What you have to do: From the material beneath, pull every line with the word "segment".

Dataset records:
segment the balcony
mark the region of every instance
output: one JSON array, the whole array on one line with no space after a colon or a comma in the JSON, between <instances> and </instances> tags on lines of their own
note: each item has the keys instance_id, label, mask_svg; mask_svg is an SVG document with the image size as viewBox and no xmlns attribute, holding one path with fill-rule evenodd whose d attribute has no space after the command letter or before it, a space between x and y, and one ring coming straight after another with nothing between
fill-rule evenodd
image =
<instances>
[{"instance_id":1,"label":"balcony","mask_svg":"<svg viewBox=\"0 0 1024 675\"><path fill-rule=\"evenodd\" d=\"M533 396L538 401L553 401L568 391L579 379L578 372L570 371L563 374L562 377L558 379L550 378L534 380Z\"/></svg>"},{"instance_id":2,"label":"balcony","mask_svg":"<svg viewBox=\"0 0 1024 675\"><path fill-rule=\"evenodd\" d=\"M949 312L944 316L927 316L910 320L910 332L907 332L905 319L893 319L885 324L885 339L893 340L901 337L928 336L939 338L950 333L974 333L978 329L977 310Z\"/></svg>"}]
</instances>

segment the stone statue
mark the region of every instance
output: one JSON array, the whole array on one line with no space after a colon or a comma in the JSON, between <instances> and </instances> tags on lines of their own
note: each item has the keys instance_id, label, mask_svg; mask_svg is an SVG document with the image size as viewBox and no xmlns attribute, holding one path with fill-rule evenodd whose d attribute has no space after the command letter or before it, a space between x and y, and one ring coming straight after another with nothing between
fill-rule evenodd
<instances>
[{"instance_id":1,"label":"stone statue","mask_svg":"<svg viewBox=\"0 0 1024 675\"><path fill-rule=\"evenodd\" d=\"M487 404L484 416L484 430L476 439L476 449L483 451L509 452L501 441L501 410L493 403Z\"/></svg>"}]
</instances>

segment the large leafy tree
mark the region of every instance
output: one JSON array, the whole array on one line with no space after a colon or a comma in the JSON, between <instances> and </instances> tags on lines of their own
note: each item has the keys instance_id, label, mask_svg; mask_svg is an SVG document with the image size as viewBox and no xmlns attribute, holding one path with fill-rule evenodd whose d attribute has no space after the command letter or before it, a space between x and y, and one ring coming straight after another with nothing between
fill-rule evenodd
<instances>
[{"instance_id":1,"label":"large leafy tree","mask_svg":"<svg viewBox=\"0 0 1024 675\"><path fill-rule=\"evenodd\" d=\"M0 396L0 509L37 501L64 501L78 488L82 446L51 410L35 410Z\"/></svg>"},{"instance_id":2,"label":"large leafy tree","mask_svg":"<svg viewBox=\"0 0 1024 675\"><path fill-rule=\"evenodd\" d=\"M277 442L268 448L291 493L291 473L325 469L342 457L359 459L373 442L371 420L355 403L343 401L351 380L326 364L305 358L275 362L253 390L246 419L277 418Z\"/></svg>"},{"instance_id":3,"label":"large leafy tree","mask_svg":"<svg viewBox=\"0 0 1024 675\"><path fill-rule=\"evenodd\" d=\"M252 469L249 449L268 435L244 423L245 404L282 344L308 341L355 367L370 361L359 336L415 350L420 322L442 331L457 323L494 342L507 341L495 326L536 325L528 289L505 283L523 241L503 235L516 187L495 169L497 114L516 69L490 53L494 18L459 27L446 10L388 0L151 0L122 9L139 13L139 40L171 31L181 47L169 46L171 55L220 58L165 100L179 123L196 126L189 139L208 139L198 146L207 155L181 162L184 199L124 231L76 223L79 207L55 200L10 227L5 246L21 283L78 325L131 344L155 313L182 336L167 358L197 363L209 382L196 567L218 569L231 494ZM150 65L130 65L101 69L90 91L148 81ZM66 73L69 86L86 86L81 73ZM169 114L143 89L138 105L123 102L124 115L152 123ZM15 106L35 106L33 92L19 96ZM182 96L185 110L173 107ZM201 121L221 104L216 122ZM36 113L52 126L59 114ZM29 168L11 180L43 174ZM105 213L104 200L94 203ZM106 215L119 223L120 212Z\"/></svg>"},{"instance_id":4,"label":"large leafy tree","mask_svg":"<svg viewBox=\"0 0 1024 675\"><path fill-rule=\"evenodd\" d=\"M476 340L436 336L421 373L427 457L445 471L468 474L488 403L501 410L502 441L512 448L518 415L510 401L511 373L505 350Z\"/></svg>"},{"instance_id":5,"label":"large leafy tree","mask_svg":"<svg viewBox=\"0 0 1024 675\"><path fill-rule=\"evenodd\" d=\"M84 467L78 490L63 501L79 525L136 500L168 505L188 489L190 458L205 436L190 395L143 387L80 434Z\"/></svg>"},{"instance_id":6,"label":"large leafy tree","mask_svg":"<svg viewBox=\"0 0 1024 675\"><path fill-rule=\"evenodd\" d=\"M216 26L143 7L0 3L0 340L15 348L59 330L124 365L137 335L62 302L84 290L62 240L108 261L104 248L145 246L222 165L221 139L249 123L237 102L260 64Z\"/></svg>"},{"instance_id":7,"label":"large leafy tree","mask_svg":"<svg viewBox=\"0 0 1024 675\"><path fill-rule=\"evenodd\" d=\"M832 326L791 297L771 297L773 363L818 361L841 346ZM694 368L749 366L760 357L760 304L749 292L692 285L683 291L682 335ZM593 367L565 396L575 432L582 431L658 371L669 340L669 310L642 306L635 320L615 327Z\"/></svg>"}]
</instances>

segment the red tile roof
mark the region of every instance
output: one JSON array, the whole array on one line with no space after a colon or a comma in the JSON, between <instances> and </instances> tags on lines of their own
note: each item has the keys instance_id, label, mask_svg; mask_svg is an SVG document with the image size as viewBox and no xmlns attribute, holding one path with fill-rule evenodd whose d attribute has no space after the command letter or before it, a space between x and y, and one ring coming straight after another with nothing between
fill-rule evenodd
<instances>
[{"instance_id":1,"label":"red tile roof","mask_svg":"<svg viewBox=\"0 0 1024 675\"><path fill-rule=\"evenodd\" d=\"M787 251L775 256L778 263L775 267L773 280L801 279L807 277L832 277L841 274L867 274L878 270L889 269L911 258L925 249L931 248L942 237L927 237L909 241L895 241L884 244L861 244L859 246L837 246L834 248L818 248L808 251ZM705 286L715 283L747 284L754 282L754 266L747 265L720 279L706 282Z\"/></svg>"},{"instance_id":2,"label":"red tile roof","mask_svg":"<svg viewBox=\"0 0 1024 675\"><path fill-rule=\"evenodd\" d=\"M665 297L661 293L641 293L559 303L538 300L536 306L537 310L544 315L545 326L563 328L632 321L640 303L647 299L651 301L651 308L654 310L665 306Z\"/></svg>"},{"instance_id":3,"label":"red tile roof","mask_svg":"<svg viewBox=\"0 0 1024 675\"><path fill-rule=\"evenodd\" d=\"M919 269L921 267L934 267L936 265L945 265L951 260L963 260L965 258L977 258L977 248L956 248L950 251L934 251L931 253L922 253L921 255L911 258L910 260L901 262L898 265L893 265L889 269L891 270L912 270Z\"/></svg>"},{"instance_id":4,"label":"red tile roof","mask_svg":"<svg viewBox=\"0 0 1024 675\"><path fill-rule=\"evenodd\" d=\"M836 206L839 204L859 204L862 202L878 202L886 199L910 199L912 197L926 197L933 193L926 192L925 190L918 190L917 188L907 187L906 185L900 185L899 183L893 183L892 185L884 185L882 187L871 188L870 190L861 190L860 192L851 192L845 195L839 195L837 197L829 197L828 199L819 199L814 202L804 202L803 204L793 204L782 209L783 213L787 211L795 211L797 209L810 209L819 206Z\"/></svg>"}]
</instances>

Reply:
segment the balcony
segment the stone statue
segment the large leafy tree
segment the red tile roof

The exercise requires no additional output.